Text provided -
===

State and local budgets are tight across the country, and all indications are that they'll only get tighter in the near future. Yet referees in Louisiana still decided they needed to move forward with a work stoppage designed to force a pay raise by halting the high school basketball season.

According to the Alexandria Town Talk, the strike was organized by basketball officiating associations in Alexandria, Hammond, Monroe and Shreveport, and began on Tuesday night. All referees in those four associations began rejecting assignments to future games, forcing a fleet of cancellations.

"There is not a basketball official in this state that doesn't want to be on the floor Tuesday," Louisiana High School Officials Association president Bryan Greenwood told the Town Talk. "If it was all about the money, then they wouldn't be doing it in the first place."

The four officials groups currently striking attempted to get cooperation from other associations across the state, but the Louisiana High School Activities Association reported that officials from all other major metro areas had agreed to complete the season.

The strike is designed to raise pay for officials in Louisiana to a rate near the national average. The state offers the lowest pay per game, some $9 lower than neighboring Mississippi, which has the second-lowest per game pay. A measure to raise officials' pay to the Mississippi rates was rejected overwhelmingly by the whole of the LHSAA, which is made up of all of the principals of Louisiana high schools, following its unanimous approval by the LHSAA executive committee in 2010.

"We are the lowest-paid officials in the U.S.," said Lee Sanders, vice president of the Alexandria Basketball Officials Association. "We felt that the proposal was reasonable."

Yet as reasonable as those improvements may seem, they were deemed as too significant an expense increase by Louisiana principals, with those who would speak on the record speculating that the overall economic swoon was behind its rejections.

That hardly made it an easier blow to take for Greenwood and his association.

"I was shocked and hurt and very disappointed," Greenwood said.

Equally shocked were area basketball coaches, who suddenly had to find ways to keep their players sharp despite an unexpected layoff.

"It is a really bad time for this to happen," Alexandria Senior High boys basketball coach Alan Tinsley told the Town Talk. "It is an issue that has nothing to do with the players. It is an uncomfortable and unfortunate situation for everyone involved.

"We will go through the normal process and prepare for the game. After that we will just take it day by day."

===

Stored data -
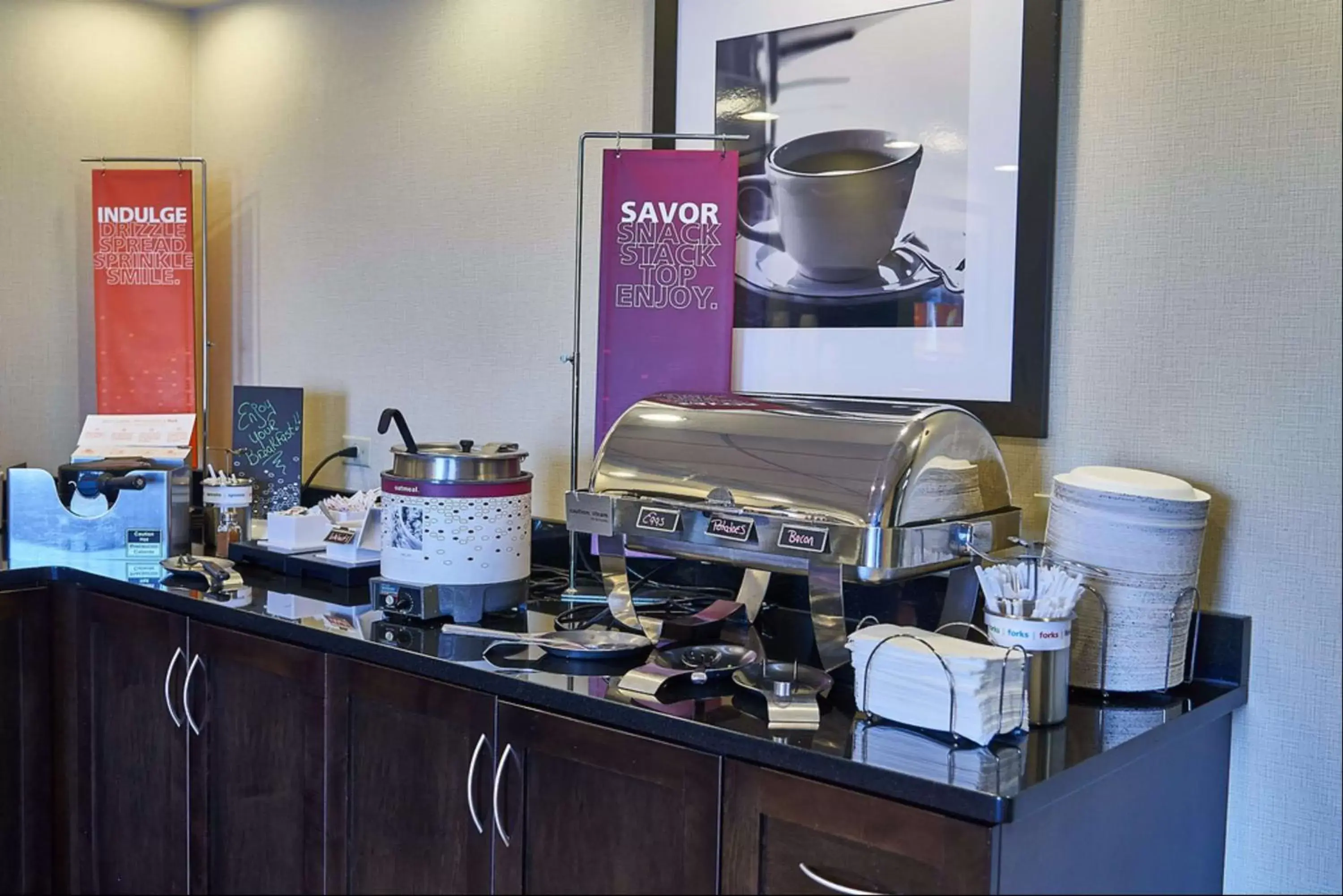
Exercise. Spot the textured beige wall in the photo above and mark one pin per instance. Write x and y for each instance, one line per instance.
(1197, 319)
(76, 78)
(393, 206)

===

Requirements -
Answer these questions from the article on the Louisiana referees' strike:
(a) Which four cities had officiating associations that organized the strike?
(b) Which state has the second-lowest per-game pay for officials?
(c) Who makes up the whole of the LHSAA?
Please rely only on the article, not on the data.

Response to this task -
(a) Alexandria, Hammond, Monroe and Shreveport.
(b) Mississippi.
(c) All of the principals of Louisiana high schools.